### Short exercise
Locate the line that contains "Task: place one keypoint per instance of the green scarf". Copy it and every following line through the end of the records, exactly, and include nothing else.

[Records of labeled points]
· · · · · · ·
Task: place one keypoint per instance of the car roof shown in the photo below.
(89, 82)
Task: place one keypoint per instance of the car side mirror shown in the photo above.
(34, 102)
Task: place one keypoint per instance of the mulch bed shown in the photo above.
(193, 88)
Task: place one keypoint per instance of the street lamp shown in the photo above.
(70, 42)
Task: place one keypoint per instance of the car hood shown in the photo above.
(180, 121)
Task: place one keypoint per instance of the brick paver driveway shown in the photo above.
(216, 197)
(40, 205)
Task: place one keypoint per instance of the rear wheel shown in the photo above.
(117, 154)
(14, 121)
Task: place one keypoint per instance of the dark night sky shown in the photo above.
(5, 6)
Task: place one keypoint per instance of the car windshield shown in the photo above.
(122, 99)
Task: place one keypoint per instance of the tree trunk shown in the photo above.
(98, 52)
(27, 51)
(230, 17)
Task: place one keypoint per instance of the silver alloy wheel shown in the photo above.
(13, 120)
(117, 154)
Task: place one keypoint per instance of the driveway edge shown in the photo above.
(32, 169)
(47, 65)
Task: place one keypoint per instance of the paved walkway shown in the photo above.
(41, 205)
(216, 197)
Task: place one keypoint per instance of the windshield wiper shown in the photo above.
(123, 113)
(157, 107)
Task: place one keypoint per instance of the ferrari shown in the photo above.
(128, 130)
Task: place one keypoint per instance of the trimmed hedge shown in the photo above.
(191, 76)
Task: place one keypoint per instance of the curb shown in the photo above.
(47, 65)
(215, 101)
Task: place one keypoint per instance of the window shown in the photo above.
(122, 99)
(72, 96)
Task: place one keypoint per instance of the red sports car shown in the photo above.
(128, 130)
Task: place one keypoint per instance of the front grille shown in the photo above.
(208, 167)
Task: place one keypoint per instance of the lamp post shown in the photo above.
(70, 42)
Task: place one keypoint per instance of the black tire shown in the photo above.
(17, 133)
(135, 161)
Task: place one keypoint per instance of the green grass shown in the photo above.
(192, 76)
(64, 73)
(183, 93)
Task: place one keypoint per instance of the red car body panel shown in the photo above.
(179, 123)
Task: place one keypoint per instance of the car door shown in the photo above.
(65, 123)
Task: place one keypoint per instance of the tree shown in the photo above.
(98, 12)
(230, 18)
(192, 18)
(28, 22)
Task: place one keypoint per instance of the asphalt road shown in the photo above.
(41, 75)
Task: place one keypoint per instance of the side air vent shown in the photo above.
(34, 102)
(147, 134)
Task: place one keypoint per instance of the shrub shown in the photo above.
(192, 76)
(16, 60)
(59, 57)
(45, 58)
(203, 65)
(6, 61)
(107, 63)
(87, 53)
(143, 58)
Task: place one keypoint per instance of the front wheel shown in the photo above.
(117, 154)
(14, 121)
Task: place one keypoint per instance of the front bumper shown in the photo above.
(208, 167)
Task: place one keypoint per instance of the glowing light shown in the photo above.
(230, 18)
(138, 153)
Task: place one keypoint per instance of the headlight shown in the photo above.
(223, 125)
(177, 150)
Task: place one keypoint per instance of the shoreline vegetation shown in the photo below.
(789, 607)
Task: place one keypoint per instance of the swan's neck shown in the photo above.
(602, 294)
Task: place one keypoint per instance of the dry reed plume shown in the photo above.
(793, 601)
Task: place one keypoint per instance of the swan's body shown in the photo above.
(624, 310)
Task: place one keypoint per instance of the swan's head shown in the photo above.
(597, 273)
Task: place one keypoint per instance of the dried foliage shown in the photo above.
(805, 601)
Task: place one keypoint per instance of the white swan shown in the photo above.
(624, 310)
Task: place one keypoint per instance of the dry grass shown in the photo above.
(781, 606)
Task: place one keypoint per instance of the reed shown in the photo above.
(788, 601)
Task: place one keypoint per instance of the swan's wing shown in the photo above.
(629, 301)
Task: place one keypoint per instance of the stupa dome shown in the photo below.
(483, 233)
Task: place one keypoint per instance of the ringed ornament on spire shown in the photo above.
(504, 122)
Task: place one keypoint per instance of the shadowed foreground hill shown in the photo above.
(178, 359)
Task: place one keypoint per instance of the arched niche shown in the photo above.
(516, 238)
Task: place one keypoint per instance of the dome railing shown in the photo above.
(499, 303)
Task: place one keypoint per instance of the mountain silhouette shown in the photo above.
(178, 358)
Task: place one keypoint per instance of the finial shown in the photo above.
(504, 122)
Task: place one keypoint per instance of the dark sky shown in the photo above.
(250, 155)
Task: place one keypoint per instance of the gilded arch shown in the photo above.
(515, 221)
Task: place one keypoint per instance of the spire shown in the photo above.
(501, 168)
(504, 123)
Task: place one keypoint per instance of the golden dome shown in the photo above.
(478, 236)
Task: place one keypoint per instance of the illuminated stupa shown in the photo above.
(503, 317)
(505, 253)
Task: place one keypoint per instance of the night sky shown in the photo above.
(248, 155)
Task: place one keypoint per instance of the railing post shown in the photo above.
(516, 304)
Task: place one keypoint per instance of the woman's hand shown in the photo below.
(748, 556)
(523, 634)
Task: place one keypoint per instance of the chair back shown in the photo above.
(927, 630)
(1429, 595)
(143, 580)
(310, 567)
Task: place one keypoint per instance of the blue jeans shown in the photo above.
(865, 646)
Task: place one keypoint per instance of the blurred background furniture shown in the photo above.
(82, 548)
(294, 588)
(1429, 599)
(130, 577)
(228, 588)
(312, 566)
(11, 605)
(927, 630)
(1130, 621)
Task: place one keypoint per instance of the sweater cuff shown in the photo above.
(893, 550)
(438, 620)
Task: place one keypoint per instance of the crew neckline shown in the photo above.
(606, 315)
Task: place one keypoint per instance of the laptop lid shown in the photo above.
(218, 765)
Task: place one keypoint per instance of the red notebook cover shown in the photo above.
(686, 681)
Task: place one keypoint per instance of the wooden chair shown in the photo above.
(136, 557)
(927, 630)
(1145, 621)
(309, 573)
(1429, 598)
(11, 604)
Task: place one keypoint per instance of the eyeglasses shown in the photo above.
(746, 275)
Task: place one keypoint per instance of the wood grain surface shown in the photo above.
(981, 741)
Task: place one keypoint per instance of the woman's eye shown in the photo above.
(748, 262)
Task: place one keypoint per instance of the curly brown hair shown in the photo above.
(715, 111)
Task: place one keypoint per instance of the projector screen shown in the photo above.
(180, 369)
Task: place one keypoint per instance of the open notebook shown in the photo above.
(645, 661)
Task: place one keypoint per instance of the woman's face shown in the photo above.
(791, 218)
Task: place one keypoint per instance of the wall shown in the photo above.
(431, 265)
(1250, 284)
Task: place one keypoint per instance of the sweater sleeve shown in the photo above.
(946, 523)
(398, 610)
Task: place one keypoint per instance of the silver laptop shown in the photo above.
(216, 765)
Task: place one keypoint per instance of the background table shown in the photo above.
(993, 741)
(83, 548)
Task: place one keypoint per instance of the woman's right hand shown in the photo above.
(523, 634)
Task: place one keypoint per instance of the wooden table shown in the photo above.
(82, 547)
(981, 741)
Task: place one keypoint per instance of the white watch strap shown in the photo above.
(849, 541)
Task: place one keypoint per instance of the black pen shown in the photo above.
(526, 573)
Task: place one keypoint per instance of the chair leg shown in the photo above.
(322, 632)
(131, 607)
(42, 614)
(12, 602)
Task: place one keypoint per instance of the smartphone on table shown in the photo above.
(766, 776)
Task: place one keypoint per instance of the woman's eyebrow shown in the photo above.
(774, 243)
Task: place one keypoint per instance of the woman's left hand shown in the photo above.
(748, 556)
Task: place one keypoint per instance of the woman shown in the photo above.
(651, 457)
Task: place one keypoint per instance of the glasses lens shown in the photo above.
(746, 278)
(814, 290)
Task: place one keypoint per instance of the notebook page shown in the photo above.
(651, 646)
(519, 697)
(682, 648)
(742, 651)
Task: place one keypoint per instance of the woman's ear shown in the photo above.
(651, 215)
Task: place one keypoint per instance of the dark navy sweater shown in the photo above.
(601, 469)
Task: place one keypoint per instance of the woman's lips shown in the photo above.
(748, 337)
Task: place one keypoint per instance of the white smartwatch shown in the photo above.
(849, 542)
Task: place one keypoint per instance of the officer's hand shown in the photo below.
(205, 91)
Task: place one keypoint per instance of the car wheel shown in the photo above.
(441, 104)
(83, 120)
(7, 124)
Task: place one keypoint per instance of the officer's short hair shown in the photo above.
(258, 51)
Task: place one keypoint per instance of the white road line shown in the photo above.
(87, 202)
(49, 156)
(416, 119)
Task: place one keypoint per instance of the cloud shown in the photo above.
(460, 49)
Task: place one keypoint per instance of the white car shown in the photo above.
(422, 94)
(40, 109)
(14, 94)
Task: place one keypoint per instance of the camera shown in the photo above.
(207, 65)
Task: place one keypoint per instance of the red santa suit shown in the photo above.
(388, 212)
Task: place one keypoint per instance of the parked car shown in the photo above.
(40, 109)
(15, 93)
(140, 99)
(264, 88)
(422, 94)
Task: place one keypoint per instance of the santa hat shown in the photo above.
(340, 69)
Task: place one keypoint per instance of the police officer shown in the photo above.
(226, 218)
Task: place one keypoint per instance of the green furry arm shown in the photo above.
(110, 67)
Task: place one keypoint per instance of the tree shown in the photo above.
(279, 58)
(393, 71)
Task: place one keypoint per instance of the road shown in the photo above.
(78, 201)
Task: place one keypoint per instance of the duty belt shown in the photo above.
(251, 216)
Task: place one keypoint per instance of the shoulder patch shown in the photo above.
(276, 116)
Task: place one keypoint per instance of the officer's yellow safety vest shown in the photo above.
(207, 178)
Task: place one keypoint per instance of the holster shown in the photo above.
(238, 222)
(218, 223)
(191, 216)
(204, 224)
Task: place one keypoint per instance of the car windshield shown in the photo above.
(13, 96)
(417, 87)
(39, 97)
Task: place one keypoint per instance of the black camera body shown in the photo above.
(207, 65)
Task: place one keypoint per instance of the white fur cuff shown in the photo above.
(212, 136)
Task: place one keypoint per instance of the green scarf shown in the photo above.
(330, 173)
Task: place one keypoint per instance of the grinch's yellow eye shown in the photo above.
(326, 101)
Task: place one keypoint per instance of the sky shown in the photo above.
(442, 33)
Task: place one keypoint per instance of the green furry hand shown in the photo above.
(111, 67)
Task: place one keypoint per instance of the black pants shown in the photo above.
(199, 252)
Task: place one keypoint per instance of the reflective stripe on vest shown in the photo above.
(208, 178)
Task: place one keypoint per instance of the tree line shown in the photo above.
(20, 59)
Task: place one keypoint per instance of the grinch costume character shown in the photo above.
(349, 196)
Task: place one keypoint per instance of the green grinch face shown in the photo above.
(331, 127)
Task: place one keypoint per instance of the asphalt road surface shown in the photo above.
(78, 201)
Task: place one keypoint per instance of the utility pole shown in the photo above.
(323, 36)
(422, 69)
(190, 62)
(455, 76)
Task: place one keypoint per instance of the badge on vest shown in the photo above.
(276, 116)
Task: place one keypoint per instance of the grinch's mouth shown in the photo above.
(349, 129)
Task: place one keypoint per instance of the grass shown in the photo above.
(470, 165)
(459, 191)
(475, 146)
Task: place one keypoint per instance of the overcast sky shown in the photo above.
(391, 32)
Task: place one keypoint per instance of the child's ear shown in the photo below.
· · · · · · ·
### Result below
Task: place one keypoint per instance of the green scarf shown in the photo above.
(330, 173)
Task: place one keypoint per instance of the grinch's yellow eye shown in the photo above.
(326, 101)
Task: place one keypoint per instance of the sky shown in the photo above.
(442, 33)
Task: place one keypoint per instance of the green furry hand shown in the photo above.
(111, 67)
Task: place one keypoint per instance of the black pants shown in the photo above.
(199, 252)
Task: place one keypoint per instance of the reflective stripe on vest shown in the photo above.
(208, 178)
Task: place one keypoint per instance of the tree line shown in the photo above.
(20, 59)
Task: place one keypoint per instance of the grinch costume character shown in the photo above.
(349, 196)
Task: place one keypoint per instance of the green grinch face shown in the photo above.
(331, 127)
Task: place one keypoint per instance of the asphalt road surface shown in the photo above.
(78, 201)
Task: place one keypoint per instance of the utility pole shown in the photo above.
(323, 36)
(422, 69)
(190, 62)
(455, 76)
Task: place one keypoint per instance of the badge on vest shown in the photo above.
(276, 116)
Task: place one keypoint per instance of the grinch's mouth shown in the photo above.
(349, 129)
Task: place one keypoint per instance of the grass shown in the photo above.
(470, 165)
(459, 191)
(475, 146)
Task: place one keypoint per instance of the overcast sky shown in the photo above.
(391, 32)
Task: place one keypoint per instance of the child's ear shown in the photo below.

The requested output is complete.